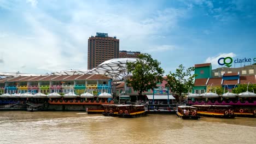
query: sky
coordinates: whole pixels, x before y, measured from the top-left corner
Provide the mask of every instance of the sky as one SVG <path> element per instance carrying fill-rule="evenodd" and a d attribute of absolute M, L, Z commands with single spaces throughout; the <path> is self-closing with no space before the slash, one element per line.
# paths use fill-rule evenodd
<path fill-rule="evenodd" d="M 97 32 L 151 55 L 166 74 L 217 68 L 220 57 L 256 57 L 256 1 L 0 0 L 0 71 L 86 70 Z"/>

WRITTEN TASK
Transcribe the text of the records above verbatim, leaving out the pictures.

RESPONSE BELOW
query: sky
coordinates: whole pixels, x before y, measured from the top-left corner
Provide the mask of every instance of the sky as one SVG <path> element per instance carrying fill-rule="evenodd" and a d attribute of absolute M, L, Z commands with single spaces throughout; the <path> is self-closing with no space before the slash, one element per line.
# paths use fill-rule evenodd
<path fill-rule="evenodd" d="M 97 32 L 151 55 L 166 74 L 217 68 L 220 57 L 256 57 L 256 1 L 0 0 L 0 71 L 86 70 Z"/>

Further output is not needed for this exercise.